***** Study text *****
Again, it is problematic to treat scripture as a scientific treatise. For example, there are references to very few stars or planets in scripture. The worldview presented in scripture reflects the Babylonian worldview which was accepted as authoritative by virtually every ancient society (including ancient Israel), e.g. there are not thousands of stars but hundreds of millions in our galaxy alone; the earth is not covered by a glass dome but by an atmosphere; the earth is not the center of creation (no such center point exists in the entire Cosmos); the earth is not immovable instead there’s no fixed point, everything is in motion in the universe; the earth is not flat but a sphere like the eight planets in our solar system (and the 1000 some odd exo-planets) we have discovered thanks to improvements to the telescope; and the Cosmos is not confined to our solar system rather there are 400 billion additional galaxies (and billions and billions, to invoke Sagan, of additional stars in these) within the observable universe…and the Cosmos is not 6,000 years old it is 13.82 billion.
***** Given information *****
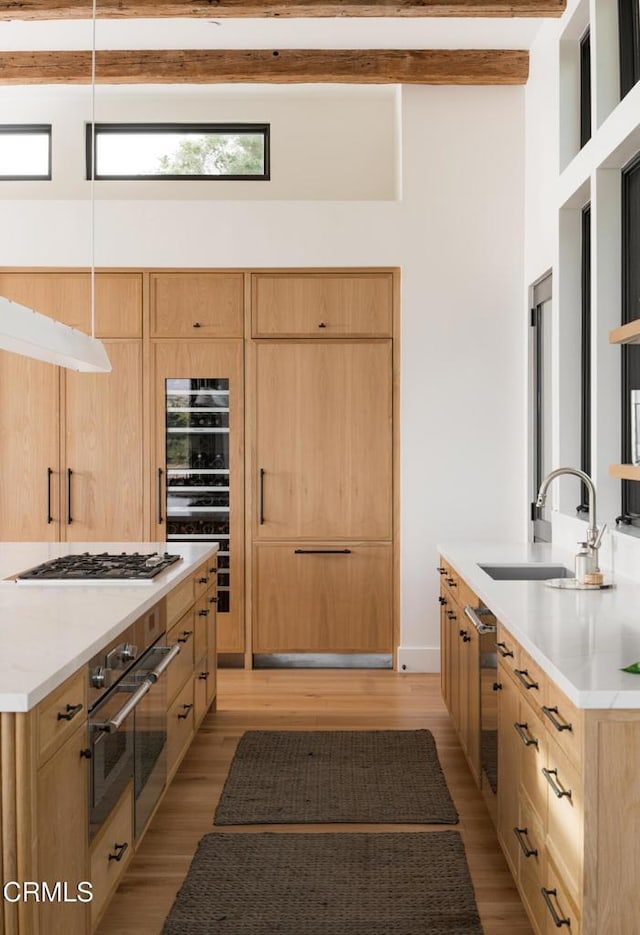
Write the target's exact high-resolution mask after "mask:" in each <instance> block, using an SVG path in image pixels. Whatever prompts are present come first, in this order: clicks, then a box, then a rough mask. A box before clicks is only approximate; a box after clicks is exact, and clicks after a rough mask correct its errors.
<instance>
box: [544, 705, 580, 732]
mask: <svg viewBox="0 0 640 935" xmlns="http://www.w3.org/2000/svg"><path fill="white" fill-rule="evenodd" d="M542 710H543V711H544V713H545V714H546V715H547V717H548V718H549V720H550V721H551V723H552V724H553V726H554V727H555V729H556V730H571V731H572V730H573V724H569V723H568V721H559V720H558V718H557V717H554V715H556V714H559V711H558V708H557V705H556V706H555V707H553V708H547V707H546V706H545V705H543V706H542Z"/></svg>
*****
From the passage on scripture and science, list every claim the text says is not true of the earth. The data above comes from a separate source, not from the text.

* [Finished task]:
- The earth is covered by a glass dome.
- The earth is the center of creation.
- The earth is immovable.
- The earth is flat.